PAGE EXCERPT ::
┌──

In his first career at-bat, Clarey struck out on three pitches against the Mets' Jon Matlack. It wasn't clear when Clarey would be sent back down, but with a West Coast trip following the New York series, Clarey hoped he'd hold on long enough to join the team in his adopted hometown of San Francisco. After spot duty as a pinch runner during a game in San Diego, Clarey was able to do that.
"It was great because my parents were still living there and my old high school baseball coach, Jim Hemphill, was still there," Clarey said. "My high school coach was actually on the field when I came out of the clubhouse to take batting practice. He was out there by the batting cage, so I was able to talk to him and he was very enthused about my being there.
"A lot of my friends came out to the games in anticipation of me maybe participating in one of them, too. So I had passes all over the place going out. It was great for them to share in my experience."
However, the first two games of the series, a 15-7 win and a 7-1 win, passed without Clarey getting in, and the third, a getaway game on April 28, 1976, looked like it might, as well. It probably would have had it not gone deep into extra innings. But the one-run lead the Cardinals grabbed in the top of the 14th didn't hold, and when the pitcher's spot came up next with one out and one on in the top of the 16th, Preston Gomez — managing in place of Red Schoendienst — went with the only position player he had left.

└──

PROVIDED INFORMATION ::
┌──

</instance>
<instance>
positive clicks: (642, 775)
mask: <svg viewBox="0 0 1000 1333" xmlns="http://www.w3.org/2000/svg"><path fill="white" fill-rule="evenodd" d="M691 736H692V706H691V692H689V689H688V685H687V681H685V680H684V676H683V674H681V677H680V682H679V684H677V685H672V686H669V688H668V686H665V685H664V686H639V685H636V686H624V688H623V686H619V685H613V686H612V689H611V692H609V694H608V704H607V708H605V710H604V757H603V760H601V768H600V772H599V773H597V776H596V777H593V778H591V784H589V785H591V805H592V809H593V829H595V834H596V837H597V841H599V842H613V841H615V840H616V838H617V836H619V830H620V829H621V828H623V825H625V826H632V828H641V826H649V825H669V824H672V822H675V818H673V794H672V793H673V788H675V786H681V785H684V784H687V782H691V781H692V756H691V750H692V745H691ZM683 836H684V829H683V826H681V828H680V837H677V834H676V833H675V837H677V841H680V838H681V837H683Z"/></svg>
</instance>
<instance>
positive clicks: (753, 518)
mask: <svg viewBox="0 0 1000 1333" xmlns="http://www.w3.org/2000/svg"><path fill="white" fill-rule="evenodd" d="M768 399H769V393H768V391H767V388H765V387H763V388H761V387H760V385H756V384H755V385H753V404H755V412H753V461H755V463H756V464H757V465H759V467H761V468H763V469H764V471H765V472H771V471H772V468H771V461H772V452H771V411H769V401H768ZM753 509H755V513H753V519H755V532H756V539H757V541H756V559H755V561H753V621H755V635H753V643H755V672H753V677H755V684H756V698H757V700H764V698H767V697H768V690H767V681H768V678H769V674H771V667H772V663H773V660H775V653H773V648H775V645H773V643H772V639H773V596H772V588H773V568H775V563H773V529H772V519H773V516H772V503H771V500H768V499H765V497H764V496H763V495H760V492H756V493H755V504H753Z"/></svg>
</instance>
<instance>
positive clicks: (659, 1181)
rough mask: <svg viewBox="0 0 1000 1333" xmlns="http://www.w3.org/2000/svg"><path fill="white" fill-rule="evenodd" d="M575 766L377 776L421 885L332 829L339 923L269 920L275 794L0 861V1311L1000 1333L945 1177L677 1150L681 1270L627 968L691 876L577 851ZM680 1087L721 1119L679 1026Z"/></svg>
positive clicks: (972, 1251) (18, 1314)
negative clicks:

└──

PROBLEMS TO WORK ON ::
a - Check each statement below against the passage on Clarey's call-up. For each, answer yes or no and quote the exact words of the passage that settle it.
(i) Clarey's first major-league at-bat came against the Mets' Jon Matlack.
(ii) Clarey played in the first two games of the series.
(iii) Red Schoendienst was the one managing when the pitcher's spot came up in the top of the 16th.
b - Carry on the passage about Clarey's April 28, 1976, game, starting after its final sentence.

RESPONSES FOR EACH TASK ::
a -
(i) Yes: "In his first career at-bat, Clarey struck out on three pitches against the Mets' Jon Matlack."
(ii) No: "the first two games of the series, a 15-7 win and a 7-1 win, passed without Clarey getting in"
(iii) No: "Preston Gomez — managing in place of Red Schoendienst — went with the only position player he had left."

b -
"As soon as I got to the on-deck circle, I heard all these cheers from all the people who were there for me, so that was pretty neat, to be acknowledged like that," Clarey said. "But as soon as I walked up to the batter's box, everything changed. It was like everything that had been natural for all these years, it all kicked into gear, and I blocked everything out. It was like I was in that zone where I know I've done this so many times before."
Then three pitches later, after pulling a slider foul and taking a ball from Giants lefty Mike Caldwell, Clarey's boyhood dream came true.
"In truth, I don't remember swinging the bat, but I remember making contact and the natural instincts took off and I started running to first base as fast as I could," Clarey said. "Then I remember rounding first base and kind of looking to see what was going on. I remember seeing Gary Matthews, the left fielder at the time, kind of coming down or looking over the wall. I looked up and saw the second-base umpire twirling his finger for a home run. It was like, 'Oh my gosh, this is unbelievable. This has got to be a dream.'
"I must have been going as fast as I could circling the bases because it was such a thrill to know what I'd just done," Clarey continued of his first big-league hit, a two-run homer that ultimately won St. Louis the game. "I remember coming to home plate and (teammate) Don Kessinger was there. He was jumping up and down and congratulating me and slapping me on the back. Then back in the dugout everyone was high-fiving me. It was great jubilation."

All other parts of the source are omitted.